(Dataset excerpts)
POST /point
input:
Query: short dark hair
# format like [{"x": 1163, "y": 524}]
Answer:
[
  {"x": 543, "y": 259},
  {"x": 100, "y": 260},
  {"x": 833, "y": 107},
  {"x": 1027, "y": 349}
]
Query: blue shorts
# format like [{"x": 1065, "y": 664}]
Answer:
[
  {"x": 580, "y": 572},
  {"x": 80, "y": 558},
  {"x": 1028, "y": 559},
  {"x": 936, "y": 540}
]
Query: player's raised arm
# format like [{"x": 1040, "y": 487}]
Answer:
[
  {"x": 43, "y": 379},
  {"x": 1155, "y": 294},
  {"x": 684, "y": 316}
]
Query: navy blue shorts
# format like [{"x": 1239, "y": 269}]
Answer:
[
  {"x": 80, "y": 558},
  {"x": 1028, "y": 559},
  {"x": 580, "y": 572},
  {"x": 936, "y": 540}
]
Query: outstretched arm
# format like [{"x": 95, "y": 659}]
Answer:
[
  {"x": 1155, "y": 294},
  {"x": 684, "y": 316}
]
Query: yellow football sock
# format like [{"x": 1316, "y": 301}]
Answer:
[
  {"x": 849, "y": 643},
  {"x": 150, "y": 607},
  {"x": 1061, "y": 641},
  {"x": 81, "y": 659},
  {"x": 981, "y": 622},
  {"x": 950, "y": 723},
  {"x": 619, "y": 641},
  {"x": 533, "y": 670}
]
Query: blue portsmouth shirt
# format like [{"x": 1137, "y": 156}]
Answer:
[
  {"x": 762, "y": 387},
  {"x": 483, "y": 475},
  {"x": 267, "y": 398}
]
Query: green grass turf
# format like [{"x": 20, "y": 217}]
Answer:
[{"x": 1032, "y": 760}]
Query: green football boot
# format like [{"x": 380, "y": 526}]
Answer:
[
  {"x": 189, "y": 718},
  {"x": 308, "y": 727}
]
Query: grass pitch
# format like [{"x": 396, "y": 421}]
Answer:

BRIEF
Pull every line with the string "shorts" from the data above.

SOLVED EXERCISE
Query: blue shorts
Query: navy blue shorts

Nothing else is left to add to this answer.